• Exercise details:
Format the listing below as a JSON list of strings, with each line as its own string and blank lines left out.

• Record list:
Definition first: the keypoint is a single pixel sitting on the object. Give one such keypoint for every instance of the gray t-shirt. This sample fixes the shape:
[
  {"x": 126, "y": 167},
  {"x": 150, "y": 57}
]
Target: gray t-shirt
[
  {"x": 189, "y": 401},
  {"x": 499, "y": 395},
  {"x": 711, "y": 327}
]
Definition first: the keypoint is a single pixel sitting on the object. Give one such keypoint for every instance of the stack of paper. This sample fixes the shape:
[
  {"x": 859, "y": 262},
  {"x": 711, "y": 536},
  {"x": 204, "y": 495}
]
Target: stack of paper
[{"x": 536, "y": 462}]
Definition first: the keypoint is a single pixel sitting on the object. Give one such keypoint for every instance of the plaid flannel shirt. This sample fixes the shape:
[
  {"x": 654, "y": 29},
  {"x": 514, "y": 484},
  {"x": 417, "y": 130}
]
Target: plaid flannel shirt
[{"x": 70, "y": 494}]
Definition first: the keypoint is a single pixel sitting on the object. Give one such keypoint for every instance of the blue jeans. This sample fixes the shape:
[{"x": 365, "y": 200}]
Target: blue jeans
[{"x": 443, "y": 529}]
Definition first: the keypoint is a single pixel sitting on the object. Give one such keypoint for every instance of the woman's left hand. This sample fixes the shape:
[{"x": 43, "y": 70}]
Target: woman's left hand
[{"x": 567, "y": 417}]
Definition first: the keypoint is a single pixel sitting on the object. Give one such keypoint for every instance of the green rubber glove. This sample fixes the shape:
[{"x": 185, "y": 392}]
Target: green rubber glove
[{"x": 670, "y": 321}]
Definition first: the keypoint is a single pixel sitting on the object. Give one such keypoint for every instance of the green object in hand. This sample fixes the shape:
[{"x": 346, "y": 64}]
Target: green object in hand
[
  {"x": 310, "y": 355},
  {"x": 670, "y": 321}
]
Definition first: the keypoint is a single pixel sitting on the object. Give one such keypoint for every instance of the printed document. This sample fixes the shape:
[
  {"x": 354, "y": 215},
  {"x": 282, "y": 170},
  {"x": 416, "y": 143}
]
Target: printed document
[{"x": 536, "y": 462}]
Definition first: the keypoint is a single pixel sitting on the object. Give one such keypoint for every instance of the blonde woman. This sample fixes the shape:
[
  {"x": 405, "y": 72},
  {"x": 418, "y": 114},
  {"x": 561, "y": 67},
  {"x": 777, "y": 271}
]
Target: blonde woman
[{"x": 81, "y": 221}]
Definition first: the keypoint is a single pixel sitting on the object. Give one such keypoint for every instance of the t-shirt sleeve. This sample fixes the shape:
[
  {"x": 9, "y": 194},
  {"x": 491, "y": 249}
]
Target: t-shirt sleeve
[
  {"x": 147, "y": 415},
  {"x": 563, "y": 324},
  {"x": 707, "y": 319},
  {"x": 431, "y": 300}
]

• Answer to this exercise:
[
  "Definition first: the keypoint is a single pixel sitting on the object. Give one such keypoint for every instance of the gray t-shirt. This sample fixes the shape:",
  "[",
  "  {\"x\": 126, \"y\": 167},",
  "  {\"x\": 150, \"y\": 57}",
  "]",
  "Target: gray t-shirt",
  "[",
  "  {\"x\": 189, \"y\": 401},",
  "  {\"x\": 499, \"y\": 395},",
  "  {\"x\": 711, \"y\": 327}",
  "]",
  "Definition first: the keypoint is a single pixel sitting on the object. Give one such keypoint for every instance of the stack of paper. This sample fixes the shape:",
  "[",
  "  {\"x\": 859, \"y\": 262},",
  "  {\"x\": 711, \"y\": 536},",
  "  {\"x\": 204, \"y\": 495}",
  "]",
  "Target: stack of paper",
  "[{\"x\": 536, \"y\": 462}]",
  "Definition first: the keypoint is a single pixel sitting on the object. Give one such keypoint for every instance of the plaid flannel shirt. This sample fixes the shape:",
  "[",
  "  {\"x\": 654, \"y\": 29},",
  "  {\"x\": 514, \"y\": 484},",
  "  {\"x\": 417, \"y\": 130}",
  "]",
  "Target: plaid flannel shirt",
  "[{\"x\": 70, \"y\": 494}]",
  "Definition first: the keypoint is a single pixel sitting on the object. Give one such keypoint for every instance of the blue jeans. This sample fixes the shape:",
  "[{\"x\": 365, \"y\": 200}]",
  "Target: blue jeans",
  "[{\"x\": 443, \"y\": 529}]",
  "Definition first: the keypoint is a single pixel sitting on the object. Give one such keypoint for every instance of the woman's left hand. This sample fixes the shape:",
  "[{\"x\": 43, \"y\": 70}]",
  "Target: woman's left hand",
  "[{\"x\": 567, \"y\": 417}]",
  "Definition first: the keypoint is a single pixel sitting on the object. Give one such keypoint for every instance of the green rubber glove. This sample fixes the shape:",
  "[{\"x\": 185, \"y\": 392}]",
  "Target: green rubber glove",
  "[{\"x\": 670, \"y\": 321}]",
  "Definition first: the keypoint is a single pixel sitting on the object. Give one such keypoint for every instance of the green object in hand. This sample fixes the shape:",
  "[{\"x\": 346, \"y\": 64}]",
  "Target: green object in hand",
  "[",
  "  {\"x\": 310, \"y\": 355},",
  "  {\"x\": 670, \"y\": 321}",
  "]",
  "Definition first: the keypoint is a single pixel sitting on the object. Give one such keypoint for every instance of the printed document. This sample fixes the shape:",
  "[",
  "  {\"x\": 354, \"y\": 215},",
  "  {\"x\": 282, \"y\": 170},",
  "  {\"x\": 416, \"y\": 143}",
  "]",
  "Target: printed document",
  "[{\"x\": 536, \"y\": 462}]",
  "Definition first: the keypoint is a single pixel sitting on the object. Give one such keypoint for every instance of the blonde woman. This sample fixes the shape:",
  "[",
  "  {\"x\": 405, \"y\": 72},",
  "  {\"x\": 418, \"y\": 114},",
  "  {\"x\": 561, \"y\": 67},",
  "  {\"x\": 777, \"y\": 271}",
  "]",
  "Target: blonde woman",
  "[{\"x\": 81, \"y\": 221}]",
  "Definition first: the keypoint is a single pixel sitting on the object. Give one such keypoint for every instance of the t-shirt sleeve. This sample fixes the shape:",
  "[",
  "  {\"x\": 9, \"y\": 194},",
  "  {\"x\": 491, \"y\": 249}",
  "]",
  "Target: t-shirt sleeve",
  "[",
  "  {\"x\": 147, \"y\": 415},",
  "  {\"x\": 563, \"y\": 324},",
  "  {\"x\": 707, \"y\": 319},",
  "  {\"x\": 431, \"y\": 300}",
  "]"
]